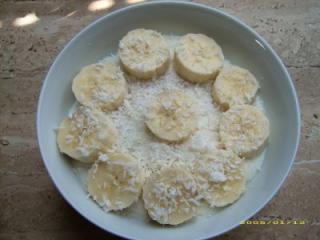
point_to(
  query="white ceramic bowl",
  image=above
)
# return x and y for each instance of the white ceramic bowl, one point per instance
(240, 44)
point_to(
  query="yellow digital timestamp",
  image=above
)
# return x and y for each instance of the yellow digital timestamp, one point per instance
(273, 222)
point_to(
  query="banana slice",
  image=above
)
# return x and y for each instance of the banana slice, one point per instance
(115, 181)
(234, 86)
(144, 53)
(170, 196)
(220, 177)
(198, 58)
(100, 85)
(244, 129)
(85, 133)
(172, 116)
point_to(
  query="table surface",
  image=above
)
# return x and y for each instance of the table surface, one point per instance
(32, 208)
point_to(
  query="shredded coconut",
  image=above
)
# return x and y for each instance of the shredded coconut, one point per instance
(139, 142)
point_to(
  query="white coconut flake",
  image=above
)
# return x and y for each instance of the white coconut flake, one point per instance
(134, 138)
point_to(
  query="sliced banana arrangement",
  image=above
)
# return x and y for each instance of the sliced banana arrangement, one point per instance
(189, 143)
(234, 86)
(244, 129)
(172, 117)
(115, 181)
(220, 177)
(85, 133)
(170, 196)
(144, 53)
(100, 85)
(198, 58)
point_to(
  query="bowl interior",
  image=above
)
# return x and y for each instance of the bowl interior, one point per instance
(240, 45)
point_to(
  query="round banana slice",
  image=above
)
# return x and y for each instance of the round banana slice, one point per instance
(170, 196)
(244, 129)
(234, 86)
(220, 177)
(115, 181)
(100, 85)
(144, 53)
(198, 58)
(172, 117)
(85, 133)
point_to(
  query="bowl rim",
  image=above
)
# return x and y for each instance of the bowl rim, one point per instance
(201, 7)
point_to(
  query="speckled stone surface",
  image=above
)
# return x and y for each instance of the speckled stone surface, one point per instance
(31, 207)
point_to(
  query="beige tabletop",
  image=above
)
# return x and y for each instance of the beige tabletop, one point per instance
(31, 35)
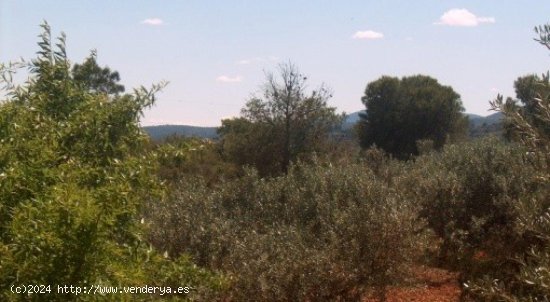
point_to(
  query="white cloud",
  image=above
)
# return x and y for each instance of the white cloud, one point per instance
(153, 21)
(367, 34)
(227, 79)
(257, 60)
(462, 17)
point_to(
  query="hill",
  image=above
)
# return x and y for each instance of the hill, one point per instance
(479, 126)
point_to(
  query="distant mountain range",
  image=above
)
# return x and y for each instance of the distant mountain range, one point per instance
(479, 126)
(162, 131)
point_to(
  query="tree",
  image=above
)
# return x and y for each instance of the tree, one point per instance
(74, 175)
(283, 124)
(401, 112)
(529, 90)
(96, 79)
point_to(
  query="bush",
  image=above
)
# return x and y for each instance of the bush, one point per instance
(320, 233)
(73, 178)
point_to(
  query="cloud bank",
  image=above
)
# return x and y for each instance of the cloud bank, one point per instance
(462, 17)
(367, 34)
(153, 22)
(227, 79)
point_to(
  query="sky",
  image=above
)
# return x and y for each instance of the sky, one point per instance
(215, 54)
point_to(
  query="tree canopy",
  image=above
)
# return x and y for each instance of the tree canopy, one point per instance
(94, 78)
(400, 112)
(74, 174)
(282, 124)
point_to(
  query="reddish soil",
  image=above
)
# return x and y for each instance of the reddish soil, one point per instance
(432, 285)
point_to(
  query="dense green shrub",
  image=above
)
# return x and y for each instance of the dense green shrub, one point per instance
(73, 178)
(321, 232)
(468, 193)
(530, 278)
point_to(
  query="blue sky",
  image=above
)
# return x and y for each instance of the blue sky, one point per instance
(215, 53)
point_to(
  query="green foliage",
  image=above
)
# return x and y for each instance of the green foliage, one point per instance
(529, 278)
(93, 78)
(280, 126)
(402, 111)
(182, 157)
(321, 232)
(468, 194)
(73, 177)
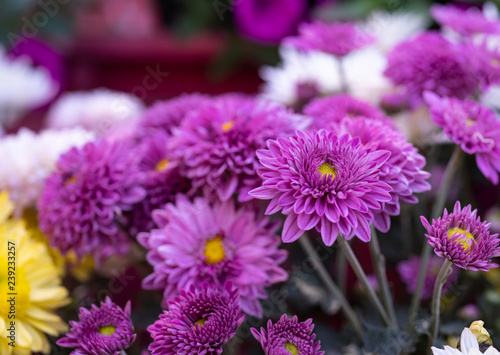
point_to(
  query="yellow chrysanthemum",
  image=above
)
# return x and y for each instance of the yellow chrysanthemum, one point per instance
(37, 290)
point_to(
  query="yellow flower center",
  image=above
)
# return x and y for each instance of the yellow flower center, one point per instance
(214, 250)
(227, 126)
(292, 349)
(161, 165)
(463, 241)
(201, 322)
(327, 169)
(14, 288)
(107, 330)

_Problem_: Copy out every line in the items above that contains the word "flower". Case counts.

_Solved problem_:
  query="yellow flower center",
# return x and y for each instance of the yellow flower center, one point per instance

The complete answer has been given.